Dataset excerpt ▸
↓

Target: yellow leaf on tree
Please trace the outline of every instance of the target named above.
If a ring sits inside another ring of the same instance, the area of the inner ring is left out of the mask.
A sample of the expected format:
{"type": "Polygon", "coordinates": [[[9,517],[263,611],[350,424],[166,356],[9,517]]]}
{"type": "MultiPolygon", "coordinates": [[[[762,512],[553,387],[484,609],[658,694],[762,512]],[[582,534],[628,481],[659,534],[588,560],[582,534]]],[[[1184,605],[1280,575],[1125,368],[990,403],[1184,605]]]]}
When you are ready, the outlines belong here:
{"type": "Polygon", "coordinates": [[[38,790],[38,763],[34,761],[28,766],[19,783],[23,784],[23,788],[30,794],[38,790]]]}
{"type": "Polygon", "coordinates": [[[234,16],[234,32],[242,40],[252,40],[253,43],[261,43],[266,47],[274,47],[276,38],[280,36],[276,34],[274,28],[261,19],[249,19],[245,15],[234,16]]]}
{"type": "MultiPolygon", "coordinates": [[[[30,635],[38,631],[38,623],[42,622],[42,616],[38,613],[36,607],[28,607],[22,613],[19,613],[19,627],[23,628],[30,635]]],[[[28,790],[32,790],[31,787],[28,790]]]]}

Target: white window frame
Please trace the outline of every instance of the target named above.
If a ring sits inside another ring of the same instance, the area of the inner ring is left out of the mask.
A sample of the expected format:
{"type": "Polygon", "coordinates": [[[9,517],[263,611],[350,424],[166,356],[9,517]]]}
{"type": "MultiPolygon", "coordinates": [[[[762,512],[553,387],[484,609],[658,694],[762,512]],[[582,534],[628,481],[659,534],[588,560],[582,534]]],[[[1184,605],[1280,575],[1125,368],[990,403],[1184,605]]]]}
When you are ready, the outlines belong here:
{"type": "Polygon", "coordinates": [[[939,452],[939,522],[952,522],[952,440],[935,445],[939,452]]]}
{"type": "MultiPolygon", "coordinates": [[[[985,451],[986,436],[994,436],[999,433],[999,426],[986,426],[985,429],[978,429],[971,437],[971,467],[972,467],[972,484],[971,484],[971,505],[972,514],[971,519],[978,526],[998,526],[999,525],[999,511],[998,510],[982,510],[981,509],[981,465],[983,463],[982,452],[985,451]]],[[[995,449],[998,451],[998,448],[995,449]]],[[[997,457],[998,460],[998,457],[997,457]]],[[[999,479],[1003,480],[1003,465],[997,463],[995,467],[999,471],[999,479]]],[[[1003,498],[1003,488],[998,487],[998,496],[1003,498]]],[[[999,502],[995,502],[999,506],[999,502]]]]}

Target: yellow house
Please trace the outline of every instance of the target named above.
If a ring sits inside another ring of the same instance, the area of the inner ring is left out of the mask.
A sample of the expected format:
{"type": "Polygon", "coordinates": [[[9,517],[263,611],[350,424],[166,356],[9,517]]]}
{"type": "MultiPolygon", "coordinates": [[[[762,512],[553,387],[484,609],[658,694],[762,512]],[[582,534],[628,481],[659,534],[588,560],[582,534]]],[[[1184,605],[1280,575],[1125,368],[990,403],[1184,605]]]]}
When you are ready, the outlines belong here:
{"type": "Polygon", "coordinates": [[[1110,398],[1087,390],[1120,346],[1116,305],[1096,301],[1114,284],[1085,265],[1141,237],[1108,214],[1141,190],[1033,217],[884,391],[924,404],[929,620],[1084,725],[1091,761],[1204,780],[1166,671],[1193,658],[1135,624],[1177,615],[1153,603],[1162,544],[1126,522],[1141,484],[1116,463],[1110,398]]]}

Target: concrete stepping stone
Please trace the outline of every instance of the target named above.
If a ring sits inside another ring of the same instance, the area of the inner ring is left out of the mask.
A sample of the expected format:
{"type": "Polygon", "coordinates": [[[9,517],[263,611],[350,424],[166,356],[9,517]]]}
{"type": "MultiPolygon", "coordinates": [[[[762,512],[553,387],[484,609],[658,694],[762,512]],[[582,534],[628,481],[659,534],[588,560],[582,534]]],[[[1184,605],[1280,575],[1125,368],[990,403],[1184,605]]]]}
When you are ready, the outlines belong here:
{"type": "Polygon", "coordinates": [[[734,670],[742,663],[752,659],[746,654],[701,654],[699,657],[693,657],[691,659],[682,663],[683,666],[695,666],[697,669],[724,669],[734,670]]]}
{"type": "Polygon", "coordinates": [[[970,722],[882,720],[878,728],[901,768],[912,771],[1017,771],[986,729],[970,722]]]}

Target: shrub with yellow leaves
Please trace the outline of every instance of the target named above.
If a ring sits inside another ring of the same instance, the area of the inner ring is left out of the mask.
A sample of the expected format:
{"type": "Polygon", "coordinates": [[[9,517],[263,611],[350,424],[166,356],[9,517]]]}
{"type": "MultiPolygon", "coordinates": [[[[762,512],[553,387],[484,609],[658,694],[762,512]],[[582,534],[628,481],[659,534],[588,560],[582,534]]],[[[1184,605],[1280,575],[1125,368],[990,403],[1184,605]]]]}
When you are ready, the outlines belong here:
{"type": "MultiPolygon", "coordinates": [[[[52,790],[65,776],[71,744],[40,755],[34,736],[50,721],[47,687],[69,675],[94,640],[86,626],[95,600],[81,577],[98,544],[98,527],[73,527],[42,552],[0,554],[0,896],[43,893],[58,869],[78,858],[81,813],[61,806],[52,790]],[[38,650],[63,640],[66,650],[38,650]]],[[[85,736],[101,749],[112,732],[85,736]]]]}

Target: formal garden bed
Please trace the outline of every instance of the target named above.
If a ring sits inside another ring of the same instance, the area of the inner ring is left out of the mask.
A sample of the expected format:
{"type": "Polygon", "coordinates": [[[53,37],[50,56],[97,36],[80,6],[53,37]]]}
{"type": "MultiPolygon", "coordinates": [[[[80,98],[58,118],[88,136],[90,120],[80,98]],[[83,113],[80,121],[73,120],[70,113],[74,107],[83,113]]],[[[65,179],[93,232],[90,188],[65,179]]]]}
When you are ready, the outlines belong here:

↑

DIRECTIVE ▸ Output every line of the entries from the one containing "Target: formal garden bed" down to the end as a JSON list of strings, one string per line and no blank lines.

SOLUTION TO THE EXERCISE ▸
[
  "Target: formal garden bed",
  "Please trace the outline of every instance of the target named above.",
  "If a ring sits inside another ring of the same instance, the area of the inner ring is left out of the mask.",
  "A sample of the expected format:",
  "{\"type\": \"Polygon\", \"coordinates\": [[[53,37],[50,56],[97,36],[80,6],[53,37]]]}",
  "{\"type\": \"MultiPolygon\", \"coordinates\": [[[[80,98],[58,118],[88,136],[90,120],[80,98]],[[83,113],[80,121],[73,120],[70,113],[74,107],[83,113]]],[[[65,179],[93,232],[90,188],[65,179]]]]}",
  "When you are ready, the outlines belong here:"
]